Every line from the one with "Exercise. Point out the sky" to the end of the entries, both included, is to be copied exactly; the other lines stay out.

━━━━

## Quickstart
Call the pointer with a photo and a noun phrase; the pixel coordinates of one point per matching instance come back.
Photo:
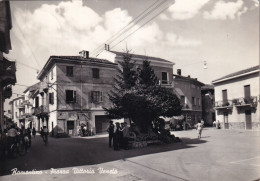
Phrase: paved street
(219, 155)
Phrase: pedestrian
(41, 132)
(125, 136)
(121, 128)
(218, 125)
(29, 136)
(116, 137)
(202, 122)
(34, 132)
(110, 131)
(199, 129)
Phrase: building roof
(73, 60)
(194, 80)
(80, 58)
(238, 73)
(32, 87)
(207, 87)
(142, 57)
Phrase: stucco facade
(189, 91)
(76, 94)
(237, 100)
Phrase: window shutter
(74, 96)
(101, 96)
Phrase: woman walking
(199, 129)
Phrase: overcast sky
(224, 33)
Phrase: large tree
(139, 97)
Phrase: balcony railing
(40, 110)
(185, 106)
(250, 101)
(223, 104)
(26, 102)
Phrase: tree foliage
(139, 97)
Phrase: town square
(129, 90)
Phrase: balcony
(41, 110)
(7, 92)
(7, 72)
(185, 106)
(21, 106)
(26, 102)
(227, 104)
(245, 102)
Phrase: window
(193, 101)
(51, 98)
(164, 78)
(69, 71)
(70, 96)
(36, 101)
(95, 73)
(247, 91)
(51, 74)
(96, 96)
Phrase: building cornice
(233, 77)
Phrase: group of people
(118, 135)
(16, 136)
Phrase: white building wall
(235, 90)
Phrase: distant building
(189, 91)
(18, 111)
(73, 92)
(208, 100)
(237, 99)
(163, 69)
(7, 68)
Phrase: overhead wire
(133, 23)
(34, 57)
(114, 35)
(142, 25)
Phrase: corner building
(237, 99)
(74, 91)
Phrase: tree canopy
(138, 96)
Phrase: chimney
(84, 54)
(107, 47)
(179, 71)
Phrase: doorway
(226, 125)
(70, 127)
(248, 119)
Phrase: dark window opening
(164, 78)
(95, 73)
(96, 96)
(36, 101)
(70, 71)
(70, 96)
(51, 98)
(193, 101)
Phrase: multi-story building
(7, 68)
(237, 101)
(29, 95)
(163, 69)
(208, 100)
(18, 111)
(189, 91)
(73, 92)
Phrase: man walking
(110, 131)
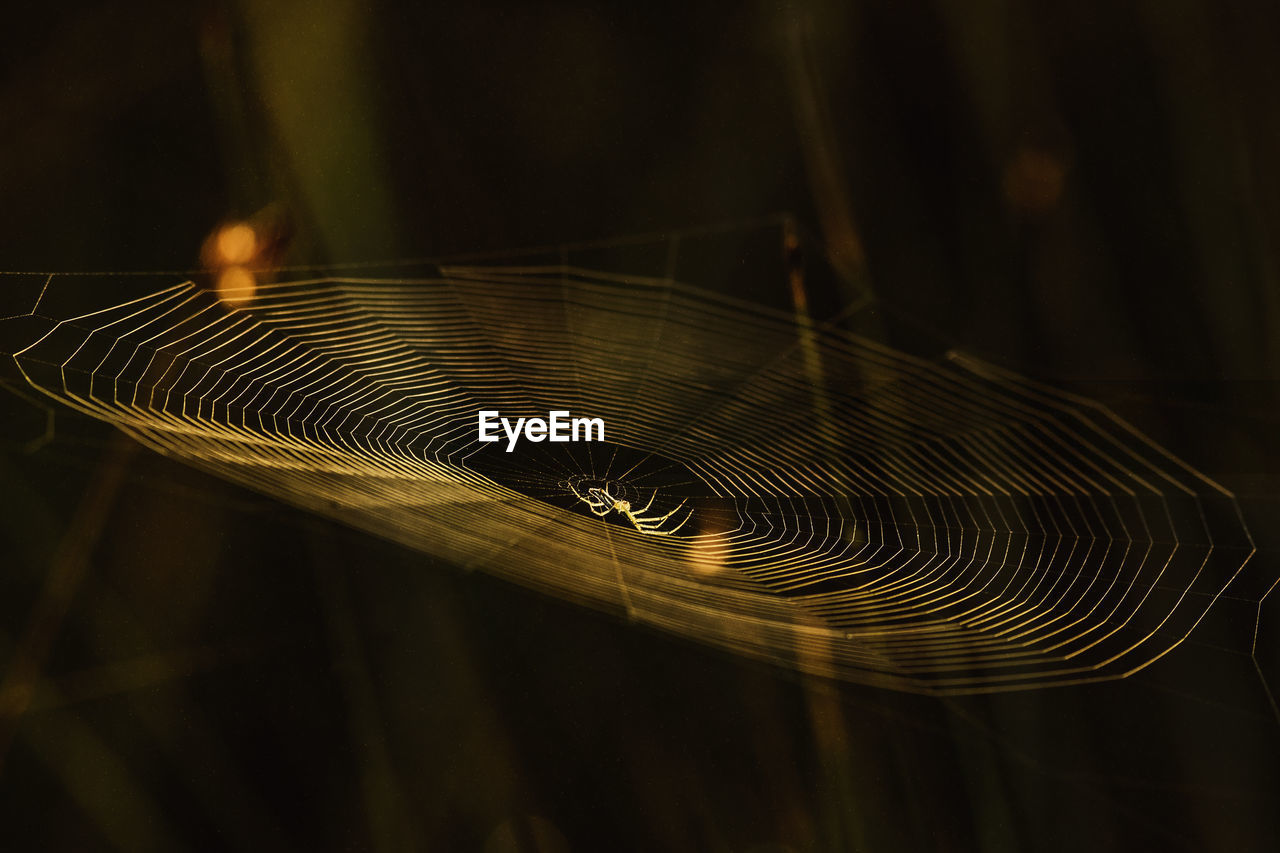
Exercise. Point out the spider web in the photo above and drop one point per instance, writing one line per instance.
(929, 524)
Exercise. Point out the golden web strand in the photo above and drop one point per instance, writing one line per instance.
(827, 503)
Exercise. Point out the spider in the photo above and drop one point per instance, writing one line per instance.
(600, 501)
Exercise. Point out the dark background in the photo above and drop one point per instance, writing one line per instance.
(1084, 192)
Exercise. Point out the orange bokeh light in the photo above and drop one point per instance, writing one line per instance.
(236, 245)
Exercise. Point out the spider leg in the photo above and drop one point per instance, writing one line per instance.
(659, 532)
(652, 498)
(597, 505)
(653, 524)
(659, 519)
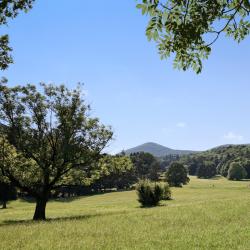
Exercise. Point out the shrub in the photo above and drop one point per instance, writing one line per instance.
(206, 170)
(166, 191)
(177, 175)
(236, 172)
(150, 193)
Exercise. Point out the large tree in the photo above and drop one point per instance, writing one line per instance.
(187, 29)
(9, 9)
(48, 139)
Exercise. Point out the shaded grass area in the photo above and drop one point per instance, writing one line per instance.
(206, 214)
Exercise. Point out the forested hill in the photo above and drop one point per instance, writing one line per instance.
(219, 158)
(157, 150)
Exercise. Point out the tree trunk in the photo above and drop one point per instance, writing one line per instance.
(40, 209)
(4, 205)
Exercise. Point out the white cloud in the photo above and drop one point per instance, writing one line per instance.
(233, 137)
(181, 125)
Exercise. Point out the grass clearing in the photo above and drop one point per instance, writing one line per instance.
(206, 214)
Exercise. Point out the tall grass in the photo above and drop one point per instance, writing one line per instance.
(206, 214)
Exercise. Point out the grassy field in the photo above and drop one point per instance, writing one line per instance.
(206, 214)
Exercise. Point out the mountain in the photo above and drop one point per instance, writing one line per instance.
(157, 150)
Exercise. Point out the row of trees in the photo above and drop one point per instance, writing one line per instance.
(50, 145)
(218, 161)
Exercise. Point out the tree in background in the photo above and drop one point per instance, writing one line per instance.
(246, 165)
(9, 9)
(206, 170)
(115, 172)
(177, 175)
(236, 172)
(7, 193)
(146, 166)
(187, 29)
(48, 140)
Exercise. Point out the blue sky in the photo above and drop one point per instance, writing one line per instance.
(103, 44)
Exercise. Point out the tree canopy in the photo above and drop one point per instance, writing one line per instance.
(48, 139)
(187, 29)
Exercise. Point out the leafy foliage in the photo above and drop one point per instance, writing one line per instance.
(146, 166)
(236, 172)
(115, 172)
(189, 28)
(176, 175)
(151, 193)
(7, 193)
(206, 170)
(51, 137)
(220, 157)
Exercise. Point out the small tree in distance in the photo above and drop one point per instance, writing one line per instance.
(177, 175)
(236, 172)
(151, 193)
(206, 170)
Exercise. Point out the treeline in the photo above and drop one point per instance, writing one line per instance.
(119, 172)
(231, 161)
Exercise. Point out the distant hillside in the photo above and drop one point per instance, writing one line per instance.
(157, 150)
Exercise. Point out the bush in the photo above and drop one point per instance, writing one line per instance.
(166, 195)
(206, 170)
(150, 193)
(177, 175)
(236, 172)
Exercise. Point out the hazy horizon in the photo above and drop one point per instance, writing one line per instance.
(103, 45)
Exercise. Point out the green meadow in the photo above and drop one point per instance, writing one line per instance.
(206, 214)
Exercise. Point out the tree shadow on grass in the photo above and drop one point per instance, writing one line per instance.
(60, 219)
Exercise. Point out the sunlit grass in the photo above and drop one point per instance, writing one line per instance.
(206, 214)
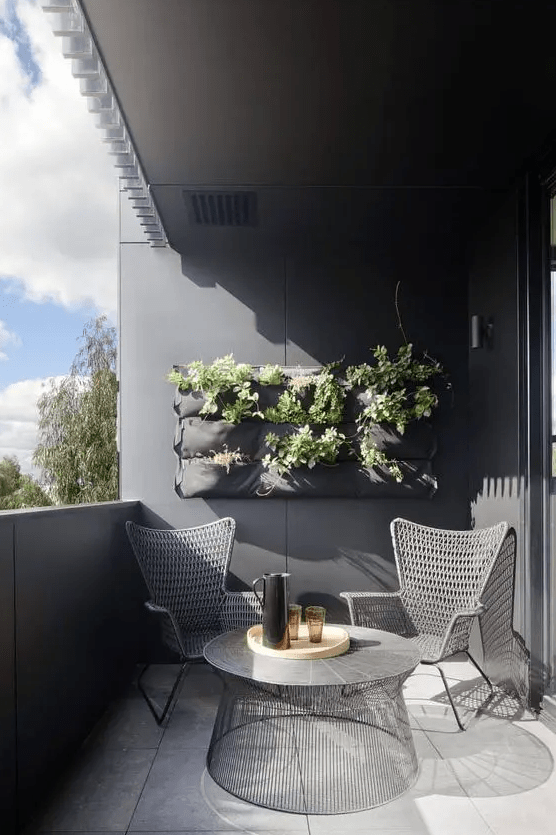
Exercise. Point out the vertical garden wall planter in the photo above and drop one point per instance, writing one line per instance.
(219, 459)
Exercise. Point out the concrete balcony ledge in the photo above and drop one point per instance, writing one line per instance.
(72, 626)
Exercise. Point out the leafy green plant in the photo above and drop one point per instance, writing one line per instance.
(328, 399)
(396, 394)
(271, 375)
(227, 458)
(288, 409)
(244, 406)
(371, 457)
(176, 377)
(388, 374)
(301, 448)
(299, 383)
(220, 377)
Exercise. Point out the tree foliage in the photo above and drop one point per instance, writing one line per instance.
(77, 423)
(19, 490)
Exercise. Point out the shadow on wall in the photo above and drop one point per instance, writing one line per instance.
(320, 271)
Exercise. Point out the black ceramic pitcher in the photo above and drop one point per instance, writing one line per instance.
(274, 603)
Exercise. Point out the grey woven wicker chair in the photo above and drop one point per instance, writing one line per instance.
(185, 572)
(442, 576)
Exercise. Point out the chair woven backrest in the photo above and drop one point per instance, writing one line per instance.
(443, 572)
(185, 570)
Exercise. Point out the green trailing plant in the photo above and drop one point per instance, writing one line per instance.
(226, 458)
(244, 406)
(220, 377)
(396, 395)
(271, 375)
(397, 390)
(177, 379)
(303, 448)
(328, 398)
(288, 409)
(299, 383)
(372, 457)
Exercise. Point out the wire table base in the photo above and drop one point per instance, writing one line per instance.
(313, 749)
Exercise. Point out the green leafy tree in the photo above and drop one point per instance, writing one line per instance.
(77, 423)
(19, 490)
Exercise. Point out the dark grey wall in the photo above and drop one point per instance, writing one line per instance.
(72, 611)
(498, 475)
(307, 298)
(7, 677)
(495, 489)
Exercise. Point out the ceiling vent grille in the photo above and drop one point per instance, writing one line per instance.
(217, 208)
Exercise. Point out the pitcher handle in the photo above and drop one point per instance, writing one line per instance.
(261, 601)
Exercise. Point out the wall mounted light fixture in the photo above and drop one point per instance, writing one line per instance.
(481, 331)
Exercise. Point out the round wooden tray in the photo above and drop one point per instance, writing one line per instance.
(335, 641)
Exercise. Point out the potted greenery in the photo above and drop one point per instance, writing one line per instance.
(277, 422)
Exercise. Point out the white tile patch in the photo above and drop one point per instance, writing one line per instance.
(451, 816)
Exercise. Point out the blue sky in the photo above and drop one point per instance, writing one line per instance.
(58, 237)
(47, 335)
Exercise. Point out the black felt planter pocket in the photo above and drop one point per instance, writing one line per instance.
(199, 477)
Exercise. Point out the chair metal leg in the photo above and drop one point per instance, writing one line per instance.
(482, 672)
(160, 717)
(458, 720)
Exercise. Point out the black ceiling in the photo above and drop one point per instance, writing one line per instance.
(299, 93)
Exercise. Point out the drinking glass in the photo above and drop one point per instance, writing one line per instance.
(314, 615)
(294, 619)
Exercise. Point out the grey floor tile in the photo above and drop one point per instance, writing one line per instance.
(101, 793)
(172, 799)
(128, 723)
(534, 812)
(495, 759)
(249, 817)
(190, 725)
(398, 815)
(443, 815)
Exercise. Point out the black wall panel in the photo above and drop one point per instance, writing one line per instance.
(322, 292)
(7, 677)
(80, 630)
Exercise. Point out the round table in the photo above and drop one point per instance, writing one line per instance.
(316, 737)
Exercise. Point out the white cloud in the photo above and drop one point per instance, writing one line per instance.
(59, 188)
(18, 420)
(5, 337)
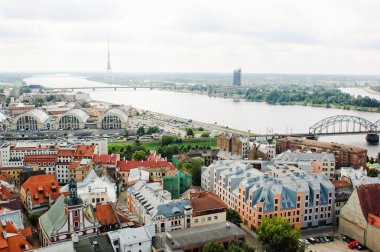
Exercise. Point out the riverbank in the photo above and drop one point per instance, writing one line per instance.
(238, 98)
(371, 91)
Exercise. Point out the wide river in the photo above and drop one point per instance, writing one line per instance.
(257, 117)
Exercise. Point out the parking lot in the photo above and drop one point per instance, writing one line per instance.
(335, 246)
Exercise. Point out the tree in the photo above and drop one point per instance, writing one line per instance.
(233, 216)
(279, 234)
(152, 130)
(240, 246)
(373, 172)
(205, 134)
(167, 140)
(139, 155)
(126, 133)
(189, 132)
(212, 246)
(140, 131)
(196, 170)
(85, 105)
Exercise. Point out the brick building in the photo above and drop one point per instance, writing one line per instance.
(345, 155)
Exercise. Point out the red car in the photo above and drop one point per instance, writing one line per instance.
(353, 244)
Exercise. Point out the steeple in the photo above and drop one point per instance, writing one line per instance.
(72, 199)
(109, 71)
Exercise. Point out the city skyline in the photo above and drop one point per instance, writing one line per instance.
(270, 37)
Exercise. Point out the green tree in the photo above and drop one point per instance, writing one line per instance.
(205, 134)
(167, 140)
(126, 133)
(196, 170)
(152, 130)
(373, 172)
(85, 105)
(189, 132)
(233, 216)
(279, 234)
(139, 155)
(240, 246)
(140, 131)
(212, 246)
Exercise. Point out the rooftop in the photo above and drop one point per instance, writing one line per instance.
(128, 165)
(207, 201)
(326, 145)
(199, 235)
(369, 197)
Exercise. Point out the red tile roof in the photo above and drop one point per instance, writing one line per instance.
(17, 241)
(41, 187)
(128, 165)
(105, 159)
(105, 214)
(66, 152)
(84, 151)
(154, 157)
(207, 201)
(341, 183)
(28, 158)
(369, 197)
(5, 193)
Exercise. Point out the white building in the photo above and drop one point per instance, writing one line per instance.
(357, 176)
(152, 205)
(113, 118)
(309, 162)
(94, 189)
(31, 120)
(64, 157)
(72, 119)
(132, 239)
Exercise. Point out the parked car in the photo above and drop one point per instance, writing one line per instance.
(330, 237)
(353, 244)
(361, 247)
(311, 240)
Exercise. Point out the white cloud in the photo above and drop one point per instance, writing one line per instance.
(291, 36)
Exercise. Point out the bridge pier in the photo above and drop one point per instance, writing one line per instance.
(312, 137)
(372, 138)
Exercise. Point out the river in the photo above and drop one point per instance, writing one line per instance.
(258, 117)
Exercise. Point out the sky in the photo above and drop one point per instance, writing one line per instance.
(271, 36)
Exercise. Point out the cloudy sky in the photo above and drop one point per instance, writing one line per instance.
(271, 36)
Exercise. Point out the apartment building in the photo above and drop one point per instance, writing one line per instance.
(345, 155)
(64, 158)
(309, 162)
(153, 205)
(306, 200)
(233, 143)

━━━━

■ Result for this exercise:
Exercise. Point out the sky in the photo above and drop one point per instance, writing one line per instance.
(271, 36)
Exercise. Point out the cloudy sky in the photo above and drop one point per instance, writing one line per instance.
(271, 36)
Exercise. Point out the apartment building in the photo above and drop one point per instance, writing one line per instance.
(345, 155)
(64, 158)
(309, 162)
(153, 205)
(306, 200)
(233, 143)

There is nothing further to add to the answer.